Possiamo dire che si tratta di un film sull’autismo?
"È un film su un fratello e una sorella. In fase di scrittura abbiamo scelto di cambiare i nomi ai protagonisti – i nostri si chiamano Irene e Omar – oltre che diversi dettagli caratteriali e contestuali, proprio perché abbiamo pensato che fosse importante decostruire quella storia per raccontarne un’altra: una storia che parla, sì, di autismo, ma anche di molti altri temi".
Quali?
"Di sogni, ad esempio, e dei tanti modi di “diventare grandi“. Omar, che nel film è interpretato da un attore nello spettro autistico, desidera diventare grande perché è affamato di autonomia e impaziente di realizzare i suoi desideri. Nello stesso momento, invece, Irene sta scoprendo i lati peggiori dell’età adulta e sta facendo i conti proprio sulla frustrazione di scoprire che i sogni non sempre diventano realtà".
Avete incontrato Damiano e Margherita Tercon?
"Sono stati i nostri consulenti dall’inizio alla fine, ci hanno accolto a casa loro e ci hanno aiutato a capire quale direzione prendere. Poi sono venuti anche sul set. Io ho partecipato alle riprese proprio nei giorni in cui si girava in Riviera. È stato molto bello vederli felici e sentirli dire che si riconoscevano molto nella storia, nonostante noi l’avessimo cambiata tanto: significa che per raccontare una verità non è importante l’adesione perfetta ai fatti".
Che effetto le ha fatto vedere il film al cinema?
"Sono state emozionanti le standing ovation, ma anche le risate, i commenti… Sono molto affezionata a questo film".
Ora sta lavorando ad altri progetti?
"Tra poche settimane, il 5 maggio, su Raiuno debutterà una serie alla quale ho lavorato: si intitola Gerri e questa volta è un poliziesco".

### ISTRUZIONI
(1) Le affermazioni seguenti concordano con il brano? Rispondi sì o no a ciascuna e cita le parole del brano che lo stabiliscono: (a) nel film i protagonisti si chiamano Irene e Omar; (b) Damiano e Margherita Tercon non sono mai andati sul set; (c) la serie Gerri è una commedia.
(2) Modifica le righe dell'elenco che vanno dall'inizio fino alla riga che contiene "column 82, row 145", inclusa: sostituisci "one point per instance" con "one point per object" e lascia invariato tutto il resto. Riporta soltanto quelle righe e togli le immagini.
Il brano e l'elenco non hanno alcun legame tra loro.

### DATI RIPORTATI
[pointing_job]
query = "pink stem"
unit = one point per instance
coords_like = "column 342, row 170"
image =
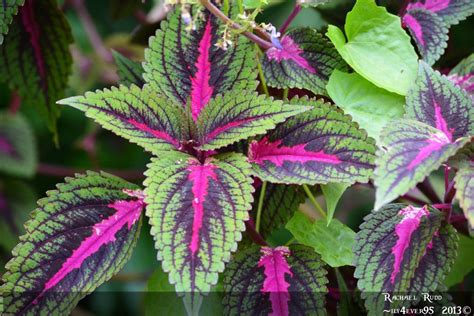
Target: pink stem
column 291, row 17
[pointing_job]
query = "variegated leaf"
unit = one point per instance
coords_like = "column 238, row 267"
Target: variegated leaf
column 303, row 58
column 197, row 212
column 8, row 9
column 17, row 146
column 184, row 62
column 278, row 281
column 451, row 11
column 238, row 115
column 402, row 250
column 35, row 59
column 139, row 115
column 464, row 183
column 463, row 74
column 429, row 32
column 438, row 102
column 129, row 71
column 79, row 236
column 280, row 202
column 319, row 146
column 410, row 152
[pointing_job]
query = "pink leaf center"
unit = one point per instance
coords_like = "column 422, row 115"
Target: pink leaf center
column 199, row 175
column 201, row 90
column 289, row 51
column 127, row 213
column 404, row 230
column 275, row 268
column 264, row 150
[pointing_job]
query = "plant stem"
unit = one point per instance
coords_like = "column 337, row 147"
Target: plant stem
column 313, row 200
column 61, row 172
column 260, row 205
column 290, row 18
column 262, row 78
column 91, row 30
column 428, row 191
column 219, row 14
column 15, row 102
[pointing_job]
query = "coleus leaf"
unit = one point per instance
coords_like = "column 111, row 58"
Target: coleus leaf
column 7, row 11
column 17, row 199
column 429, row 32
column 279, row 204
column 404, row 250
column 389, row 64
column 129, row 71
column 411, row 151
column 438, row 102
column 464, row 183
column 368, row 105
column 79, row 236
column 139, row 115
column 463, row 74
column 451, row 11
column 35, row 59
column 238, row 115
column 17, row 146
column 319, row 146
column 197, row 212
column 333, row 242
column 183, row 61
column 303, row 58
column 278, row 281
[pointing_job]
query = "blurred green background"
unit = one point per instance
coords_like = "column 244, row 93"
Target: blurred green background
column 82, row 145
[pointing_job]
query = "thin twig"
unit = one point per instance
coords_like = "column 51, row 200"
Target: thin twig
column 219, row 14
column 91, row 30
column 61, row 172
column 291, row 17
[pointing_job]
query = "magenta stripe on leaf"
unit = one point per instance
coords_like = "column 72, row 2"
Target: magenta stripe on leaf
column 409, row 223
column 199, row 175
column 127, row 214
column 201, row 90
column 289, row 51
column 275, row 269
column 264, row 150
column 31, row 27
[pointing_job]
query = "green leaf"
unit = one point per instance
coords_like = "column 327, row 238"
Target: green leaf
column 411, row 151
column 333, row 242
column 35, row 59
column 17, row 146
column 197, row 212
column 402, row 250
column 17, row 200
column 7, row 11
column 129, row 71
column 139, row 115
column 79, row 236
column 332, row 193
column 377, row 47
column 239, row 115
column 279, row 204
column 464, row 183
column 464, row 262
column 370, row 106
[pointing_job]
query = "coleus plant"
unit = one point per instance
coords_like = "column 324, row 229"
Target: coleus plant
column 228, row 161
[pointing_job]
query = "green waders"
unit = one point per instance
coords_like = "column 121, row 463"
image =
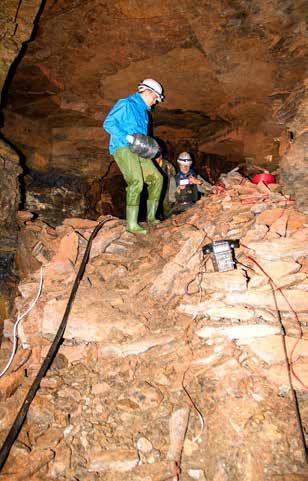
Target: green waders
column 136, row 171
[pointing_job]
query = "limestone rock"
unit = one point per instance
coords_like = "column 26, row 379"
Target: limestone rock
column 240, row 331
column 113, row 460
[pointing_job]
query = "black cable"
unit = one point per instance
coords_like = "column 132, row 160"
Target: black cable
column 21, row 416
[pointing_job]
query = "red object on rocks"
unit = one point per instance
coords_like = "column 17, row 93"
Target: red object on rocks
column 265, row 177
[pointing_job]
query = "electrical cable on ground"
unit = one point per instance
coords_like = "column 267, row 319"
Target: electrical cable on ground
column 21, row 416
column 289, row 359
column 15, row 328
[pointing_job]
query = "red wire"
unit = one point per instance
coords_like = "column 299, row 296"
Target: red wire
column 290, row 358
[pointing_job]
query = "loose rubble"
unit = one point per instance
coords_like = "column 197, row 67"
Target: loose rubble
column 168, row 370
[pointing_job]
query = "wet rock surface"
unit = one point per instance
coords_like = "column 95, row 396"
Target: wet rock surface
column 164, row 373
column 233, row 74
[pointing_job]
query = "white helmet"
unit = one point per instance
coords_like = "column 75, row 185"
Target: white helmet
column 184, row 158
column 150, row 84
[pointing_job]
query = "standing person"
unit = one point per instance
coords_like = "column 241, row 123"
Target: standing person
column 131, row 116
column 169, row 187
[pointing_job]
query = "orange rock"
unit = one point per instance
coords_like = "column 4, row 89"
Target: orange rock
column 77, row 223
column 68, row 248
column 269, row 216
column 9, row 383
column 297, row 298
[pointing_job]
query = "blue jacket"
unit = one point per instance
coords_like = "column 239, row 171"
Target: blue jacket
column 180, row 175
column 127, row 116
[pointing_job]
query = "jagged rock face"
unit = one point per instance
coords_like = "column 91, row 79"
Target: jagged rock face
column 165, row 365
column 16, row 25
column 226, row 65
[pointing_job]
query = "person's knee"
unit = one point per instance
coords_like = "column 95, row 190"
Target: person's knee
column 159, row 180
column 134, row 189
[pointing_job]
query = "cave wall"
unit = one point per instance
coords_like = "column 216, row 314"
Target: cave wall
column 17, row 19
column 227, row 66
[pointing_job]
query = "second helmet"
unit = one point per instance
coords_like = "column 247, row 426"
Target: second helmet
column 184, row 158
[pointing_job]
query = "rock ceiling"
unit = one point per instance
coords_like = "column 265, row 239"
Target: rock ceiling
column 227, row 67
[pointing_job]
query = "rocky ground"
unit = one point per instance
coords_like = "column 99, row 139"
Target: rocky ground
column 168, row 370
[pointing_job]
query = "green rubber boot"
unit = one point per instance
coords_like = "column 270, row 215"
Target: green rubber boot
column 131, row 218
column 152, row 208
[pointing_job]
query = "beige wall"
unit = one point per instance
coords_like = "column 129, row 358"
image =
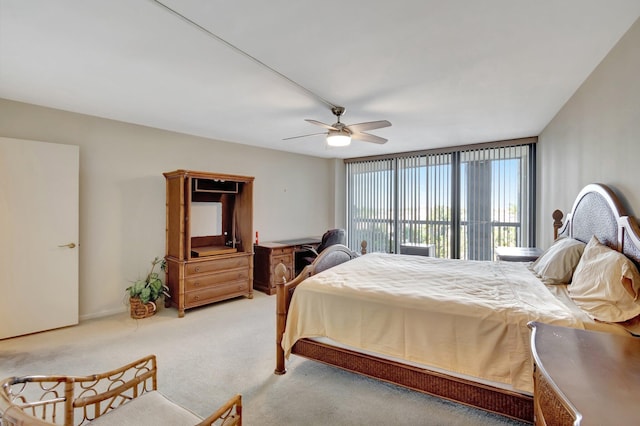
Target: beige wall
column 594, row 138
column 122, row 191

### ESERCIZI SVOLTI
(1)
(a) Sì: «i nostri si chiamano Irene e Omar».
(b) No: «Poi sono venuti anche sul set».
(c) No: «questa volta è un poliziesco».

(2)
[pointing_job]
query = "pink stem"
unit = one point per object
coords_like = "column 342, row 170"
image =
Target: pink stem
column 291, row 17
[pointing_job]
query = "variegated leaf"
unit = one point per object
coords_like = "column 238, row 267"
Target: variegated leaf
column 303, row 58
column 197, row 212
column 8, row 9
column 17, row 146
column 184, row 62
column 278, row 281
column 451, row 11
column 238, row 115
column 402, row 250
column 35, row 59
column 139, row 115
column 464, row 183
column 463, row 74
column 429, row 32
column 438, row 102
column 129, row 71
column 79, row 236
column 280, row 202
column 319, row 146
column 410, row 152
[pointing_job]
query = "pink leaf center"
unit = one point per object
coords_like = "column 422, row 115"
Target: pink leaf center
column 199, row 175
column 201, row 90
column 289, row 51
column 127, row 213
column 404, row 230
column 275, row 268
column 264, row 150
[pointing_job]
query = "plant stem"
unit = one point per object
coords_like = "column 337, row 147"
Target: plant stem
column 313, row 200
column 61, row 172
column 260, row 205
column 290, row 18
column 262, row 78
column 91, row 30
column 428, row 191
column 219, row 14
column 15, row 102
[pointing_job]
query = "coleus leaf"
unit = one point per object
coords_like = "column 111, row 58"
Target: coleus leaf
column 7, row 11
column 17, row 199
column 429, row 32
column 279, row 204
column 404, row 250
column 389, row 64
column 129, row 71
column 411, row 151
column 438, row 102
column 464, row 183
column 368, row 105
column 79, row 236
column 139, row 115
column 463, row 74
column 451, row 11
column 35, row 59
column 238, row 115
column 17, row 146
column 319, row 146
column 197, row 212
column 333, row 242
column 183, row 61
column 303, row 58
column 278, row 281
[pointing_job]
query = "blurred green background"
unit = one point per object
coords_like = "column 244, row 93"
Target: blurred green background
column 82, row 145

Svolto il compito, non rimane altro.